— BEGIN —
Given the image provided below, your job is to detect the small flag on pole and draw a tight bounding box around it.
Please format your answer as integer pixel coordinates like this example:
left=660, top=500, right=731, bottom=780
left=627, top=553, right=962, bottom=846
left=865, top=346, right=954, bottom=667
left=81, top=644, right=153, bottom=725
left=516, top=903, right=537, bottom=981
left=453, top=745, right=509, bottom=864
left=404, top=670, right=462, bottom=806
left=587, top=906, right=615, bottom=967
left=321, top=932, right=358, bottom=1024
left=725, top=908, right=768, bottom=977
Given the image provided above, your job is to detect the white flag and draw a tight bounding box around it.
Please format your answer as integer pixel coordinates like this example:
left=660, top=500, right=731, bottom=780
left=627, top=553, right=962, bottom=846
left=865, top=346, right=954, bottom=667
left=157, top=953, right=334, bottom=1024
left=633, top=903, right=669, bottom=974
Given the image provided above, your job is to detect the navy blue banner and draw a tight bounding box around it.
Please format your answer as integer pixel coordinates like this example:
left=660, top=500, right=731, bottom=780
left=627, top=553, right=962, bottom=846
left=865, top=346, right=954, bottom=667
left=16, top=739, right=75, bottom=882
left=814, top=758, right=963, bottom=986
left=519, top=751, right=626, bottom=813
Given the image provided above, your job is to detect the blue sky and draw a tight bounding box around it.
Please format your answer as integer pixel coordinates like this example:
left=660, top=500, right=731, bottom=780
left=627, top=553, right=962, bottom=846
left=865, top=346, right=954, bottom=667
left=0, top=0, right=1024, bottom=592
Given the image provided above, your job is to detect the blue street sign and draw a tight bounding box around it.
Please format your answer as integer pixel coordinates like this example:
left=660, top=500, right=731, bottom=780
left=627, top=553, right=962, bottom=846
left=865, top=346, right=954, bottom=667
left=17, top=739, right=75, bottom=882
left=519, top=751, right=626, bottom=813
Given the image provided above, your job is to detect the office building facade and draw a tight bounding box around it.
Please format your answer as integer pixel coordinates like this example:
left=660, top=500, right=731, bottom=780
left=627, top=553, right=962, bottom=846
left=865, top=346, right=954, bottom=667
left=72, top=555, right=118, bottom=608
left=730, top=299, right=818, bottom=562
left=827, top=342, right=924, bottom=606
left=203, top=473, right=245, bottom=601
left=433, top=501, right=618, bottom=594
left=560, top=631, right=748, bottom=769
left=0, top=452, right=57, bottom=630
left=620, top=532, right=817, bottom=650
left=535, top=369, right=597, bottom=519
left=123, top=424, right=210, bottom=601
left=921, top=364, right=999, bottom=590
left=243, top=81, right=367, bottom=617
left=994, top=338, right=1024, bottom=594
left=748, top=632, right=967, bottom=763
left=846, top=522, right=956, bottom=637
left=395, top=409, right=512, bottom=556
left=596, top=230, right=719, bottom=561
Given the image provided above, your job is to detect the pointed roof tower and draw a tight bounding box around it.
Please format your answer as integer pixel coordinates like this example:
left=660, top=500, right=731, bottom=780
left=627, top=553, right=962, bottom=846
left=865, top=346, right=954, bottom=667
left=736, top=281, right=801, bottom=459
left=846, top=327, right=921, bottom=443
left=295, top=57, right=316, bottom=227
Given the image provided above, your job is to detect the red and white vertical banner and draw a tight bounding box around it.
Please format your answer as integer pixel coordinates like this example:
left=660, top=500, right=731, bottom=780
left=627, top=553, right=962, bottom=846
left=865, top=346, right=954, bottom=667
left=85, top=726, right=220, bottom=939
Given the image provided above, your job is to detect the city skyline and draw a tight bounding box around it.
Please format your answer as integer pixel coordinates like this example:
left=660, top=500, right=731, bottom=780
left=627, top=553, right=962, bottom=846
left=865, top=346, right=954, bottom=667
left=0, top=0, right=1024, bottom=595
— END —
▸ Goal:
Please reproduce every item above word for word, keeping their original order and changing nothing.

▸ The response:
Given the image provided below, your job is to detect the small flag on pole and draw a tight bounding box around it.
Please format your answer as integer pixel coordinates like this example:
left=660, top=500, right=731, bottom=780
left=627, top=553, right=962, bottom=846
left=865, top=346, right=954, bottom=667
left=81, top=644, right=153, bottom=725
left=516, top=903, right=537, bottom=981
left=453, top=745, right=509, bottom=864
left=404, top=670, right=462, bottom=806
left=587, top=906, right=615, bottom=967
left=321, top=932, right=358, bottom=1024
left=725, top=908, right=768, bottom=977
Given the image provided above, your job is to detect the white flag and draw a tight bounding box around it.
Please format your answer as integer pixel coordinates like this example:
left=660, top=500, right=731, bottom=780
left=627, top=553, right=962, bottom=846
left=865, top=346, right=954, bottom=667
left=157, top=953, right=334, bottom=1024
left=633, top=903, right=669, bottom=974
Given the image provided above, your job is to detect the navy blue banner and draw a tight bounding box around it.
Please format your answer as integer pixel coordinates like this example:
left=660, top=500, right=731, bottom=780
left=627, top=553, right=962, bottom=846
left=865, top=346, right=954, bottom=667
left=16, top=739, right=75, bottom=882
left=814, top=758, right=963, bottom=986
left=519, top=751, right=626, bottom=813
Given the image provided above, your job is to detect the blue sky and draw a tight bounding box around it.
Please format your answer as integer pixel coordinates like this example:
left=660, top=500, right=731, bottom=780
left=627, top=553, right=962, bottom=846
left=865, top=346, right=954, bottom=667
left=0, top=0, right=1024, bottom=592
Given the image provided above, your job is to detect the blue street sign and draw a tight bounding box around it.
Please format your answer as integer pixel coordinates like this example:
left=660, top=500, right=731, bottom=780
left=627, top=553, right=962, bottom=846
left=865, top=346, right=954, bottom=667
left=17, top=739, right=75, bottom=882
left=519, top=751, right=626, bottom=813
Given the image provided above, your job is to detect the office building facade and draw a tight bounding box around it.
Please format your answer as integer pixel coordinates like this example:
left=660, top=500, right=731, bottom=780
left=627, top=553, right=962, bottom=846
left=865, top=346, right=954, bottom=667
left=72, top=555, right=118, bottom=608
left=730, top=299, right=818, bottom=562
left=827, top=342, right=924, bottom=606
left=203, top=473, right=245, bottom=601
left=433, top=501, right=618, bottom=594
left=560, top=631, right=748, bottom=769
left=0, top=452, right=57, bottom=630
left=620, top=532, right=817, bottom=650
left=535, top=369, right=597, bottom=519
left=123, top=424, right=210, bottom=601
left=921, top=364, right=999, bottom=590
left=243, top=81, right=367, bottom=617
left=994, top=338, right=1024, bottom=594
left=748, top=632, right=967, bottom=763
left=846, top=522, right=956, bottom=637
left=395, top=409, right=512, bottom=556
left=596, top=230, right=719, bottom=561
Given the image provided above, your job is to detect the pointed roof tower and draw a tight bounding box around it.
Please format your answer as integer pixel coordinates like this example:
left=660, top=500, right=731, bottom=780
left=627, top=553, right=962, bottom=846
left=865, top=346, right=954, bottom=667
left=736, top=281, right=801, bottom=459
left=846, top=327, right=921, bottom=443
left=295, top=57, right=316, bottom=227
Given the image provided above, your job is to detect the red and white vertical banner and draw a tight bounding box around it.
Please format your answer as integer pixel coordinates like this example:
left=660, top=500, right=731, bottom=780
left=627, top=553, right=962, bottom=846
left=865, top=346, right=954, bottom=667
left=85, top=726, right=220, bottom=939
Given the image provided above, your job is to detect the city skyline and draw a tight bounding box around it.
Please format your answer as integer pixel coordinates like this example:
left=660, top=500, right=731, bottom=780
left=627, top=553, right=962, bottom=846
left=865, top=346, right=954, bottom=667
left=0, top=0, right=1024, bottom=595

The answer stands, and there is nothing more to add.